— start of Record excerpts —

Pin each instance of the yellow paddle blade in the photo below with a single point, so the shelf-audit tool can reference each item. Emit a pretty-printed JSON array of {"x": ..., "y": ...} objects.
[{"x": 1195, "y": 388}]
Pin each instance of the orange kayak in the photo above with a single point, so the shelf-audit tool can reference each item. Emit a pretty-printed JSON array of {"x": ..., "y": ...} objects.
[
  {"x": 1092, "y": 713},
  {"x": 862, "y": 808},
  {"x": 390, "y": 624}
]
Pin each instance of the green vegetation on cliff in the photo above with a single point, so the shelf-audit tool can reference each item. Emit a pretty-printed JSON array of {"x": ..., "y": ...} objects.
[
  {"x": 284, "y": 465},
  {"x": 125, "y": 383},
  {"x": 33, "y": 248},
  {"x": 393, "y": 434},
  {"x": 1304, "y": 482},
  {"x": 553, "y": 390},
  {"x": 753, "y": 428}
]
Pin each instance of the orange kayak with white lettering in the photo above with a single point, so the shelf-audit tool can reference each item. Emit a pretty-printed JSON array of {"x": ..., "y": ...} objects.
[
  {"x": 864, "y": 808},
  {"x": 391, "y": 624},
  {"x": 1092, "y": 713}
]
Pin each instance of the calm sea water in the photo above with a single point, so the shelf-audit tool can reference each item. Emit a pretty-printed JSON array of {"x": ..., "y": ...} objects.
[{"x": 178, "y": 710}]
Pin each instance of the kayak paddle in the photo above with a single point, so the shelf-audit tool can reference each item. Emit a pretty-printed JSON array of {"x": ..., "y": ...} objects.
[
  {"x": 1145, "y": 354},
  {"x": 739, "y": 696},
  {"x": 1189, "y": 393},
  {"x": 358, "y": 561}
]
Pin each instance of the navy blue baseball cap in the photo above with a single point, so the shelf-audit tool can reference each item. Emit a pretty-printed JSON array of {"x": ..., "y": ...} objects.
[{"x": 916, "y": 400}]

— end of Record excerpts —

* _Task to complete_: Set down only these lines, exactly: the line containing "Pin each instance of the orange kayak with" and each line after it, through the end of the listing.

* _Exercise output_:
Pin each instance of the orange kayak with white lettering in the photo above with a single point, so the shelf-audit tool can reference each item. Emit a pretty-printed JSON array of {"x": ..., "y": ...} objects.
[
  {"x": 864, "y": 808},
  {"x": 391, "y": 624},
  {"x": 1092, "y": 713}
]
Pin each instance of the calm sea water in the photo above with a single point, so the shelf-audit tool can reference each item. Emit a pretty-printed JSON array of {"x": ..., "y": ...} objects.
[{"x": 178, "y": 710}]
Pin each instance of the kayak paddle in the photo above with a single point, so the shelf-audit tool can reference each item. Emit a pretty-printed JSON array of {"x": ..., "y": ...} objects.
[
  {"x": 1145, "y": 354},
  {"x": 739, "y": 696},
  {"x": 1189, "y": 393},
  {"x": 358, "y": 561}
]
Pin each instance of the navy blue baseball cap in the photo above with a single point, so the shelf-audit tool can reference each item. Emit a pretty-printed JSON array of {"x": ..., "y": ...} objects.
[{"x": 916, "y": 400}]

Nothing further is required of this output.